■ EXERCISE OBJECTIVE: Copy all of the items below verbatim, leaving out the pictures.

Records in a dataset:
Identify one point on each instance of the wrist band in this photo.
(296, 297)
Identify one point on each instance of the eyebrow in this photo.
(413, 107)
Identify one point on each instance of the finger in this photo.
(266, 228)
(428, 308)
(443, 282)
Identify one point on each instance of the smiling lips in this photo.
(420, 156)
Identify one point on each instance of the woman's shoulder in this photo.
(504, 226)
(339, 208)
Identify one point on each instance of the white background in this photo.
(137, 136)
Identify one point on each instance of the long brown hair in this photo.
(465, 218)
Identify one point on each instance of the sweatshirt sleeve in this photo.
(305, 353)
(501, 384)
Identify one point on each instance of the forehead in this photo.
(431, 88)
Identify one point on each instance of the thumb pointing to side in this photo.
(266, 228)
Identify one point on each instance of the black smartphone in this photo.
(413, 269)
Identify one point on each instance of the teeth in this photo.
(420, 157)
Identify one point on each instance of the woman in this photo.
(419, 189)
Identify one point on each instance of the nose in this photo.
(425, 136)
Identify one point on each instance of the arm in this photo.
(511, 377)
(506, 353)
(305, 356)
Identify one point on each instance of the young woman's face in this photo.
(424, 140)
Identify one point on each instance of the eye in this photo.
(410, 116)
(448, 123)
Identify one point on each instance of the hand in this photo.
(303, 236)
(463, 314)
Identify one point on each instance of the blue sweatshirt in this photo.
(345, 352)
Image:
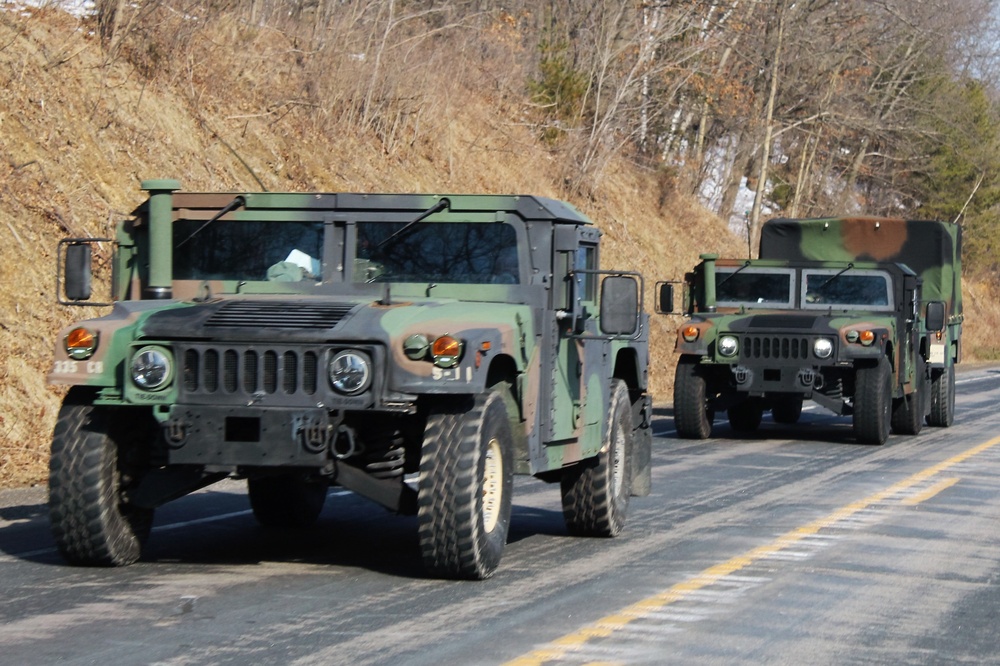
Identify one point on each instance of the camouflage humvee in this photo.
(861, 315)
(417, 350)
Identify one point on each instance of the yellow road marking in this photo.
(930, 492)
(607, 625)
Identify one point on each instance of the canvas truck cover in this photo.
(931, 249)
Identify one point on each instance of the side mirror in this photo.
(77, 272)
(74, 271)
(934, 318)
(665, 297)
(619, 305)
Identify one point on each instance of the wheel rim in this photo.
(492, 485)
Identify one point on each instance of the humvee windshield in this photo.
(736, 287)
(453, 252)
(853, 288)
(247, 250)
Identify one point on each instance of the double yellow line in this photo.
(609, 624)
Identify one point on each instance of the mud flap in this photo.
(642, 447)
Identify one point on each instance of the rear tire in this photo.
(91, 467)
(873, 403)
(692, 417)
(465, 486)
(286, 501)
(595, 492)
(942, 413)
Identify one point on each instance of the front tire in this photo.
(942, 413)
(595, 492)
(91, 467)
(873, 402)
(692, 417)
(286, 501)
(464, 488)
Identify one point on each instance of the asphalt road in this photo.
(795, 546)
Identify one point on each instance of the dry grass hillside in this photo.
(79, 130)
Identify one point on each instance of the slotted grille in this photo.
(776, 347)
(219, 371)
(265, 314)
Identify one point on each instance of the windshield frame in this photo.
(514, 247)
(722, 273)
(837, 273)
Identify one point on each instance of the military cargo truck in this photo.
(417, 350)
(861, 315)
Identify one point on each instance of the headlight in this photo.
(151, 368)
(823, 348)
(728, 345)
(416, 346)
(80, 343)
(350, 372)
(447, 351)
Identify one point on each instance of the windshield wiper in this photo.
(439, 206)
(730, 276)
(238, 202)
(850, 265)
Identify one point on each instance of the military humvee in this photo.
(417, 350)
(861, 315)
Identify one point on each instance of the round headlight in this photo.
(151, 368)
(350, 372)
(729, 345)
(81, 343)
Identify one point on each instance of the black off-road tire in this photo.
(745, 416)
(942, 413)
(464, 488)
(873, 402)
(692, 417)
(91, 522)
(286, 501)
(595, 492)
(787, 410)
(908, 411)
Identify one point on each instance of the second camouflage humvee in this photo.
(861, 315)
(418, 350)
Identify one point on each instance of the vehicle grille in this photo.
(222, 370)
(264, 314)
(775, 346)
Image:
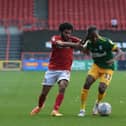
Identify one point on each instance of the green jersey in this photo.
(102, 52)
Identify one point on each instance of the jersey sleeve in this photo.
(111, 45)
(53, 40)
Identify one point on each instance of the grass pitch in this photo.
(19, 93)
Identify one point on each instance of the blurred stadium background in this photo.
(25, 30)
(27, 25)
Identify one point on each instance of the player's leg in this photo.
(49, 80)
(84, 94)
(62, 82)
(92, 76)
(104, 82)
(42, 98)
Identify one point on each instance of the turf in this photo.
(19, 93)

■ WORKED SOLUTION:
Identify one point on each instance of the wrist band in this photo.
(296, 297)
Identify one point on each instance of the eyebrow in this photo.
(413, 107)
Identify one point on each instance of the finger in this photo.
(266, 228)
(428, 308)
(443, 282)
Identify one point on each instance of the smiling lips in this photo.
(420, 156)
Identify one point on each instance of the woman's shoulder in this photo.
(504, 226)
(339, 208)
Identify one point on each instance of the white background in this photo.
(137, 136)
Identify one point on each instance of the long brown hair in this photo.
(465, 218)
Identify one point on each instance of the sweatshirt sleeve in this photo.
(305, 353)
(501, 384)
Identify one point on each instance of the forehead in this photo.
(431, 88)
Identify one point on each instance of the thumb pointing to side in this photo.
(266, 228)
Identify one point on each instance of the black smartphone in this photo.
(413, 269)
Identify one point on each instance of the teeth in this photo.
(420, 157)
Identify one point on each instance of the woman in this photo.
(419, 189)
Identify one point on each instance of the nose in this photo.
(425, 136)
Identify one point on each instance of the arm in this photo.
(511, 377)
(506, 353)
(305, 356)
Identify one point on each instance of the young woman's face in this photo.
(424, 140)
Identify one point on each instance of the eye in this photo.
(410, 116)
(448, 123)
Identify one point on each instance of the hand in this photo.
(303, 236)
(463, 314)
Identify one point on each instance of the blue sweatshirt in this photo.
(345, 352)
Image:
Identify one point on each instance of the camouflage humvee in this photo.
(861, 315)
(417, 350)
Identify one point on each instance of the yellow road marking in this photo.
(930, 492)
(607, 625)
Identify one point on each instance of the canvas truck cover in this photo.
(931, 249)
Identify one point on each instance of the side mirror in this photo.
(77, 272)
(74, 271)
(934, 318)
(665, 297)
(619, 305)
Identify one point on each instance of the wheel rim in this photo.
(492, 485)
Identify one point on each instance of the humvee windshield in this photo.
(736, 287)
(453, 252)
(853, 288)
(247, 250)
Identify one point on each instance of the double yellow line in this photo.
(609, 624)
Identify one point on each instance of the mud flap in this photo.
(642, 447)
Identify one point on each instance of the rear tire in this photo.
(91, 467)
(873, 403)
(692, 417)
(465, 486)
(286, 501)
(595, 492)
(942, 413)
Identify one point on each instance of the front tire in this photo.
(942, 413)
(595, 492)
(91, 467)
(873, 402)
(692, 417)
(286, 501)
(464, 488)
Identify one point on each instance of the asphalt road in this photo.
(795, 546)
Identify one point on each instance of the dry grass hillside in this photo.
(79, 130)
Identify one point on each instance of the slotted grille in this photo.
(776, 347)
(219, 371)
(265, 314)
Identify one point on each instance of the windshield frame in this photo.
(514, 247)
(722, 273)
(837, 273)
Identify one point on each instance of the military cargo truck in this photo.
(417, 350)
(861, 315)
Identify one point on each instance of the headlight in this photo.
(151, 368)
(823, 348)
(728, 345)
(416, 346)
(80, 343)
(350, 372)
(447, 351)
Identify one point on each instance of the windshield wiper in this photo.
(439, 206)
(730, 276)
(238, 202)
(850, 265)
Identify one point on each instance of the military humvee in this photo.
(417, 350)
(861, 315)
Identify one point on each instance of the round headlight in this photo.
(151, 368)
(350, 372)
(729, 345)
(81, 343)
Identify one point on each instance of the black off-road tire in this photo.
(745, 416)
(942, 413)
(464, 488)
(873, 402)
(692, 417)
(91, 522)
(286, 501)
(595, 492)
(787, 410)
(908, 411)
Identify one point on each instance of the second camouflage humvee in this photo.
(861, 315)
(418, 350)
Identify one point on each instance of the vehicle grille in this photo.
(222, 370)
(264, 314)
(775, 346)
Image:
Identify one point on each instance of the green jersey in this photo.
(102, 52)
Identify one point on each instance of the jersey sleeve in this photo.
(111, 45)
(53, 40)
Identify one point on each instance of the grass pitch in this photo.
(19, 93)
Identify one point on each instance of the blurred stadium background in this photo.
(25, 30)
(27, 25)
Identify one point on each instance of the player's leg in this photo.
(49, 80)
(84, 94)
(62, 82)
(92, 76)
(104, 82)
(42, 98)
Identify one point on each instance of the turf in this photo.
(19, 93)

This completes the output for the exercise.